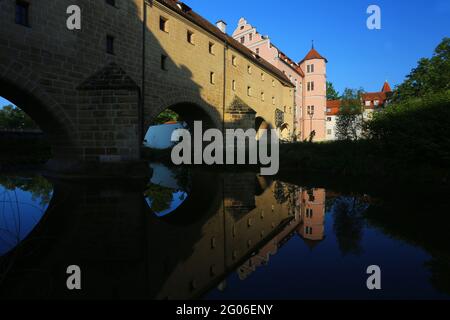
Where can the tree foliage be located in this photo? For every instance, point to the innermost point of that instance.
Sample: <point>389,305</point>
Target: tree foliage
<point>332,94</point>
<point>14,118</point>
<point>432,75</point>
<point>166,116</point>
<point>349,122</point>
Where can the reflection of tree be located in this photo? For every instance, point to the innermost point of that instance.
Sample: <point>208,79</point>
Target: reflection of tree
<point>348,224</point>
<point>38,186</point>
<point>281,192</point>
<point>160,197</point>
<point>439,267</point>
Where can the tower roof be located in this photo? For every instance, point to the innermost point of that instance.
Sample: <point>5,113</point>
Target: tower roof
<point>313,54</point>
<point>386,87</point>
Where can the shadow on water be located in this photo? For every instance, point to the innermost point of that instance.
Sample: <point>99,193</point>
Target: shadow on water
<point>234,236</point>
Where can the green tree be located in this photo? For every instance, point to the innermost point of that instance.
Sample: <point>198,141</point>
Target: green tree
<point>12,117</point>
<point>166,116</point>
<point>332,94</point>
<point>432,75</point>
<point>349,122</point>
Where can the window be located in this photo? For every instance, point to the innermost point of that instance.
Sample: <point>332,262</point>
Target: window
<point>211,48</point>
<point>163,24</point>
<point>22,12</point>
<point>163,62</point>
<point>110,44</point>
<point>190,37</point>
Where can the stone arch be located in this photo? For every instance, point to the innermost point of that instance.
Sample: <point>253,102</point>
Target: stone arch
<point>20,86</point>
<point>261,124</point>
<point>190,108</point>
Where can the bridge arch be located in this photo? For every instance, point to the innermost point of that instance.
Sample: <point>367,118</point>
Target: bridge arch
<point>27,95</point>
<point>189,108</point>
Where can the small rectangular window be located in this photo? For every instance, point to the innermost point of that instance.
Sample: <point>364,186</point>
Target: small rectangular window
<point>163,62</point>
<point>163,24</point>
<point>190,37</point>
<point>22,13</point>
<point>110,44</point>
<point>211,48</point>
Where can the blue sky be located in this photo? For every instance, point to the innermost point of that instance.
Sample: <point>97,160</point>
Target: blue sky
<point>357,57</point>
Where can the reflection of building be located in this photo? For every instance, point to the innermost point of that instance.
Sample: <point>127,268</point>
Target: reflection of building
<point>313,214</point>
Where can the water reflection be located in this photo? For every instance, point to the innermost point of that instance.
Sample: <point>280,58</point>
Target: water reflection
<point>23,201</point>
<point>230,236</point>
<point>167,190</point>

****

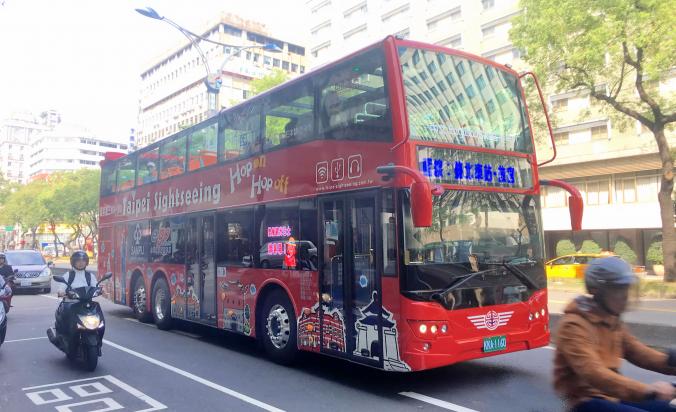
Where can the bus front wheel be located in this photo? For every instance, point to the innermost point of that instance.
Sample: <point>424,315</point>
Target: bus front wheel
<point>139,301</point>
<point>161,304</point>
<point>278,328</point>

****

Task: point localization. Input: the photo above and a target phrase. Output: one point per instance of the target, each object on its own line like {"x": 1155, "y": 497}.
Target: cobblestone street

****

— Problem to work on —
Go to the line in the material above that contains "Target: bridge arch" and copy exactly from there through the line that contains "Where can the reflection of building", stopping after it.

— Worked solution —
Target: bridge arch
<point>27,95</point>
<point>189,108</point>
Where can the small rectangular window be located in this photo? For every instance, point to the innermost point of that instance.
Sample: <point>364,186</point>
Target: small rectangular window
<point>163,62</point>
<point>163,24</point>
<point>190,37</point>
<point>22,13</point>
<point>110,44</point>
<point>211,48</point>
Where can the blue sky be located in this photo? For every instance, point to the innermost point of that instance.
Sample: <point>97,160</point>
Target: blue sky
<point>357,57</point>
Where can the reflection of building be located in this photo? For every instance, point to the innermost point of that instance.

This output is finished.